- [CHALLENGE]:
Convert all of the data below into a numbered list with one item per line, omitting any blank lines.

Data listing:
--------------------------------

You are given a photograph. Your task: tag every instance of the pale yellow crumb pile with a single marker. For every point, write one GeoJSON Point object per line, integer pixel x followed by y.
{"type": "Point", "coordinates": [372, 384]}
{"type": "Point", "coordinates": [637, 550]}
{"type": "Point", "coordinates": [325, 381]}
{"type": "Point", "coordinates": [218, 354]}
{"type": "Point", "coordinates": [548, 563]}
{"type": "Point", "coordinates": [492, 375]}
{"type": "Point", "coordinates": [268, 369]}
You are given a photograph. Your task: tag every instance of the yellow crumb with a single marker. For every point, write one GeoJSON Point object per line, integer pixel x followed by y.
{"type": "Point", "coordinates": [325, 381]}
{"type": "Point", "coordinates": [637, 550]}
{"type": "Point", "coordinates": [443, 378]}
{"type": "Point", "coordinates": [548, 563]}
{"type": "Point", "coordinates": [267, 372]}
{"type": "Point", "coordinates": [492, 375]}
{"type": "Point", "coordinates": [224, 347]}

--------------------------------

- [COMPLETE OUTPUT]:
1. You are given a photograph. Your task: tag every instance of the pale yellow crumb pile with a single marker. For every point, write one GeoJSON Point object per line, integer pixel x followed by y.
2. {"type": "Point", "coordinates": [372, 384]}
3. {"type": "Point", "coordinates": [637, 550]}
4. {"type": "Point", "coordinates": [325, 381]}
5. {"type": "Point", "coordinates": [218, 354]}
6. {"type": "Point", "coordinates": [548, 563]}
7. {"type": "Point", "coordinates": [492, 375]}
8. {"type": "Point", "coordinates": [268, 369]}
9. You are given a photograph. Your task: tag every instance of the yellow crumb with a single marker. For every point, write one GeoJSON Point object per line, integer pixel x followed by y.
10. {"type": "Point", "coordinates": [325, 381]}
11. {"type": "Point", "coordinates": [637, 550]}
12. {"type": "Point", "coordinates": [443, 378]}
13. {"type": "Point", "coordinates": [548, 563]}
14. {"type": "Point", "coordinates": [267, 372]}
15. {"type": "Point", "coordinates": [492, 375]}
16. {"type": "Point", "coordinates": [224, 347]}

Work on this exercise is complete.